-- Goal of the exercise --
Locate every line in the material below that contains the string "wooden", matching case, and copy each such line out in full.

-- Data provided --
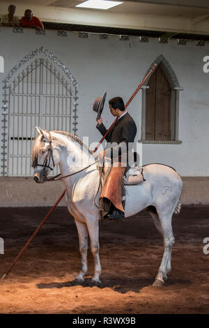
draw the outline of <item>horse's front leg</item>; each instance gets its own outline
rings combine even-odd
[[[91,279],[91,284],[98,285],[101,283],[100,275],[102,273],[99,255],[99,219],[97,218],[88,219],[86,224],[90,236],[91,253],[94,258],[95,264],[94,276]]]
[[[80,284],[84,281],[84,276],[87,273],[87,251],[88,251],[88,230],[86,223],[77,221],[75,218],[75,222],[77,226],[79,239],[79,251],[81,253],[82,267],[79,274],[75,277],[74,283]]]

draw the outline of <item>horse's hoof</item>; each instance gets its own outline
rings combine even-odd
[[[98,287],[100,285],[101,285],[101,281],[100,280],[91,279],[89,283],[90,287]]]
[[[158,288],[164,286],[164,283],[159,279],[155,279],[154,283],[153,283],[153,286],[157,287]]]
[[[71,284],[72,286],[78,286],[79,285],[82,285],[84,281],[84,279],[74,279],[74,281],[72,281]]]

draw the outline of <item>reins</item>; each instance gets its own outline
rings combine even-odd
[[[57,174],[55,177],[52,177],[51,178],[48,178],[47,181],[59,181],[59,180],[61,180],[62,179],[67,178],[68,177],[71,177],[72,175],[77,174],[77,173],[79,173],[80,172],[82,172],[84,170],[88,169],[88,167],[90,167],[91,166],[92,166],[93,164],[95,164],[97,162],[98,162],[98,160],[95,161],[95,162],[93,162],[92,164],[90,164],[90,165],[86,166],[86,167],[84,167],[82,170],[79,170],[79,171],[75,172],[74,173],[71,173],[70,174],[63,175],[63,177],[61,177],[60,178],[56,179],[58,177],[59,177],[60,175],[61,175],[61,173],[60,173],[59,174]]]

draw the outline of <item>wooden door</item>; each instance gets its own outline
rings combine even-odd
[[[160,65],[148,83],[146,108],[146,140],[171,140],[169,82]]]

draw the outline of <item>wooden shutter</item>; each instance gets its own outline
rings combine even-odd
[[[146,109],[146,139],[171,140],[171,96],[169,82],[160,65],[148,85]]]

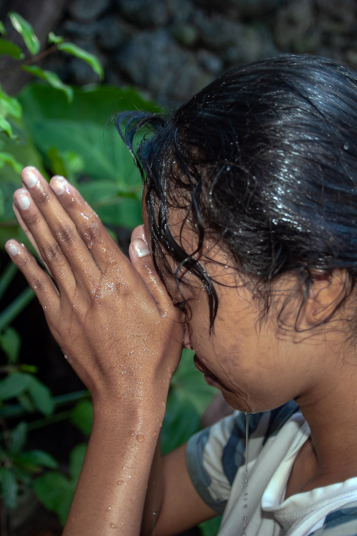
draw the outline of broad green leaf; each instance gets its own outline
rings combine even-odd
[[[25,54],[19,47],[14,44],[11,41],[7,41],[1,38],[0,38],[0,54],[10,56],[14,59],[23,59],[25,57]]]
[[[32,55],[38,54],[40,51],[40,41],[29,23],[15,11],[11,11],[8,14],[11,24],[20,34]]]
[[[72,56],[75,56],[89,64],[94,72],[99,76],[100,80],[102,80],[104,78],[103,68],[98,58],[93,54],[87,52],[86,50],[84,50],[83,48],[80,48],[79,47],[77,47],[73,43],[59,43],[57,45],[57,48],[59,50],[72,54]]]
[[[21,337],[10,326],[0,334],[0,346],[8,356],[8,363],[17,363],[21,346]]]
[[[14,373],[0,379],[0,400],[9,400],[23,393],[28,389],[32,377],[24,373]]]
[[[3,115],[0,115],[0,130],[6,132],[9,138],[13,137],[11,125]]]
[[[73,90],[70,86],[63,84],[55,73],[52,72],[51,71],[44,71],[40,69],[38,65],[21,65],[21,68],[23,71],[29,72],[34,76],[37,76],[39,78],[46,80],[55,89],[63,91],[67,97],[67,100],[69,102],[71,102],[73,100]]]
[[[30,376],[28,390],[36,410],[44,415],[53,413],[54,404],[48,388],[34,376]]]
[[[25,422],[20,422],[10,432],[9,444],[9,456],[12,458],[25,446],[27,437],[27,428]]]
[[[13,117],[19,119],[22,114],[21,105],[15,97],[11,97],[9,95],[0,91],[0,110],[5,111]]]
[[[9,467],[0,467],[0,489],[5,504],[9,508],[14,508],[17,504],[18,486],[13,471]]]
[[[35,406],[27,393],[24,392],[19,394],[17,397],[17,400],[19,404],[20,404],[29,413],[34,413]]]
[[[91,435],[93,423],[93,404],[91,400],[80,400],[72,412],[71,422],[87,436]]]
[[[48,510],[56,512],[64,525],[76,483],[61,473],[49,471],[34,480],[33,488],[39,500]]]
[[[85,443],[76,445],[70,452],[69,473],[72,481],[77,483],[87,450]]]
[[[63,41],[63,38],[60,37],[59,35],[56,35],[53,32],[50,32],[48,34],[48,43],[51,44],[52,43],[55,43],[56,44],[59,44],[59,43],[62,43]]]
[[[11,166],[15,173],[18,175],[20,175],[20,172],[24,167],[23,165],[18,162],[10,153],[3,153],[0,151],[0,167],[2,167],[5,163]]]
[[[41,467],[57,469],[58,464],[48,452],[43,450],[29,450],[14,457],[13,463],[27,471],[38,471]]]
* * *
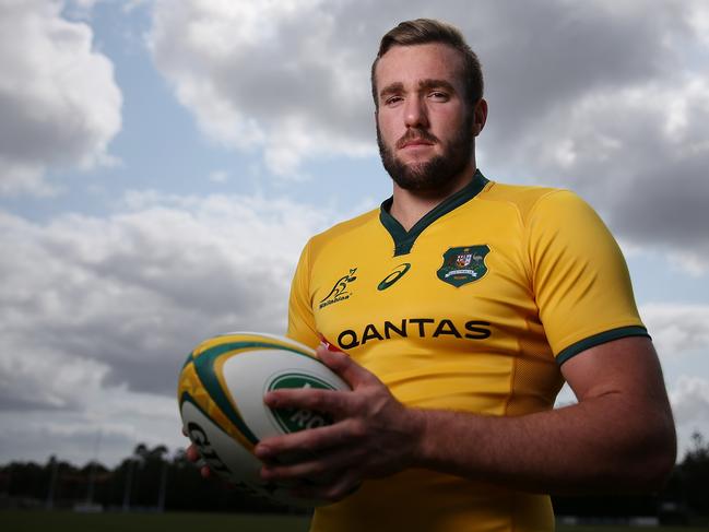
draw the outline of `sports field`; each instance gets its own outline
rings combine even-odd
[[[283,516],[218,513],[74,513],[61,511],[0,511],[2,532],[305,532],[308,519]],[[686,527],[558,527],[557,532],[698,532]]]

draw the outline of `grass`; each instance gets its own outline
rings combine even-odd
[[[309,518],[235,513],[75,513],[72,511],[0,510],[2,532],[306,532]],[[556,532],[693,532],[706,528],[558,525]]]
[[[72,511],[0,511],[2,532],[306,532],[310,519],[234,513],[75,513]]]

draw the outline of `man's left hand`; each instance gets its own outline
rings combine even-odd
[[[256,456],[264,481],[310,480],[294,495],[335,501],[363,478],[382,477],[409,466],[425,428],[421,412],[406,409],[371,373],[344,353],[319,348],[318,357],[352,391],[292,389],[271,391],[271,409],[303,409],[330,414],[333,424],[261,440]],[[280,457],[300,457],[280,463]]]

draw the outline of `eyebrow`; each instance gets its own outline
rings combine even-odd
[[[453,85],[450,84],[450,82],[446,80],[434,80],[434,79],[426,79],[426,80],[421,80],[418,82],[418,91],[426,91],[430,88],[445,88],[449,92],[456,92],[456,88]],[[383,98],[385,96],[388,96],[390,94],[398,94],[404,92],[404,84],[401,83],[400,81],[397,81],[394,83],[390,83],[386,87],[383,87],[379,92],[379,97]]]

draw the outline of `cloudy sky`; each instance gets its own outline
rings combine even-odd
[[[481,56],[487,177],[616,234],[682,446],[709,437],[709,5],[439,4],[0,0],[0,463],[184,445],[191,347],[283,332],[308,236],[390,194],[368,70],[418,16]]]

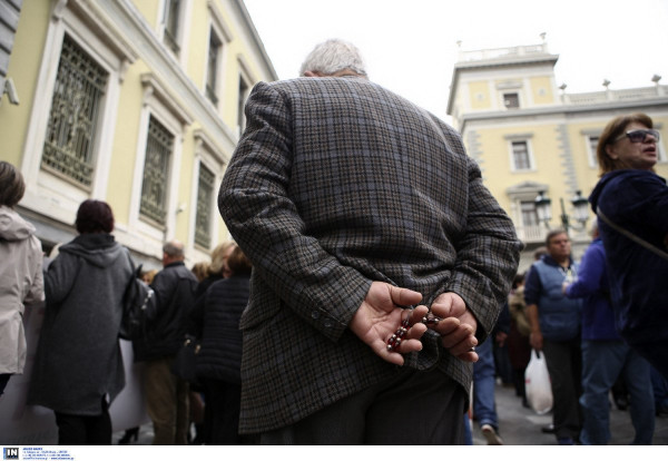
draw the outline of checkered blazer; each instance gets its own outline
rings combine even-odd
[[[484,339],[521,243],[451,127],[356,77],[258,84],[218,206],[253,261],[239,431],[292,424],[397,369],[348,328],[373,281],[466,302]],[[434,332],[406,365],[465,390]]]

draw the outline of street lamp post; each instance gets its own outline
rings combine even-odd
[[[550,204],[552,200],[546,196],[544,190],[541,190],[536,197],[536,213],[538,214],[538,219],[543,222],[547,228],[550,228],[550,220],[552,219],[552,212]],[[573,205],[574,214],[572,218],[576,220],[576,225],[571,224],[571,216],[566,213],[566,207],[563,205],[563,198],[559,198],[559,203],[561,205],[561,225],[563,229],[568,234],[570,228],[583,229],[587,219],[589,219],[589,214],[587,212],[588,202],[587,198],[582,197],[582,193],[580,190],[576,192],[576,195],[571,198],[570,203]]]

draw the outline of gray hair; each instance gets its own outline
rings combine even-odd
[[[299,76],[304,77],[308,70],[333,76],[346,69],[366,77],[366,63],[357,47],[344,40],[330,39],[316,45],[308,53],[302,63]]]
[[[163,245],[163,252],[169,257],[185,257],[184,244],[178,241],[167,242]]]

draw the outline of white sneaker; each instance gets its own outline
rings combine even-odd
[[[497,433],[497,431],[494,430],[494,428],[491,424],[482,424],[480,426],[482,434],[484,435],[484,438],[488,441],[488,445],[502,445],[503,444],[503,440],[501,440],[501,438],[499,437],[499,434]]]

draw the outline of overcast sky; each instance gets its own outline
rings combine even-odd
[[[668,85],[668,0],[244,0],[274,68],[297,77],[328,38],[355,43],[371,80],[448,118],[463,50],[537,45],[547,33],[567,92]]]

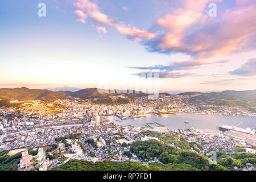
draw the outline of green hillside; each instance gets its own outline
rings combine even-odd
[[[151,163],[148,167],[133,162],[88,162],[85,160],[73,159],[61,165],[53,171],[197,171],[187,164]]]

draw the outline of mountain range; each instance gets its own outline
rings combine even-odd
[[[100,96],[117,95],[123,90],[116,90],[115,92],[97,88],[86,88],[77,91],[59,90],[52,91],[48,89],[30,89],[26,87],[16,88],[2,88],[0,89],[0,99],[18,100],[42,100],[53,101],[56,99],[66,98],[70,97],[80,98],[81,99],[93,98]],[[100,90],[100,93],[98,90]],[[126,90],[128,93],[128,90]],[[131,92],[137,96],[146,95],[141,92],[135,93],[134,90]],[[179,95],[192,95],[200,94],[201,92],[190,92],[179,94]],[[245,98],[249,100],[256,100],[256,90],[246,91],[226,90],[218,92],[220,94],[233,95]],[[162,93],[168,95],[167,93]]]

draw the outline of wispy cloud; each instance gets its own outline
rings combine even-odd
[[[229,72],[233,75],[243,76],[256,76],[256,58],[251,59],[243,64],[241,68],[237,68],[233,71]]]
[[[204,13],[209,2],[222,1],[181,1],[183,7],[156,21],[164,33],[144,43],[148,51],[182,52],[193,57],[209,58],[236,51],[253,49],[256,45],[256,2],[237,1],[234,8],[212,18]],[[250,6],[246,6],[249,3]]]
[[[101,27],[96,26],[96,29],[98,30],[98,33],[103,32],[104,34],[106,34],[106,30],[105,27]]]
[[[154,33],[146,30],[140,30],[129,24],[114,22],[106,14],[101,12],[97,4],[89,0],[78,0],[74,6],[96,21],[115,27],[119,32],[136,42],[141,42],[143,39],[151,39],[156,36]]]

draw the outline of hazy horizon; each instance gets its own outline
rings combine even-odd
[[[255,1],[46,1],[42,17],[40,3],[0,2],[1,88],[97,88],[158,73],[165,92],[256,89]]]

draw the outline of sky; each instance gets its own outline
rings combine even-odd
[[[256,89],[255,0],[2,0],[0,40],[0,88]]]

-- Exercise solution --
draw the outline of <item>wooden door</item>; each instance gets its own outline
draw the outline of <item>wooden shutter</item>; each instance gets its own outline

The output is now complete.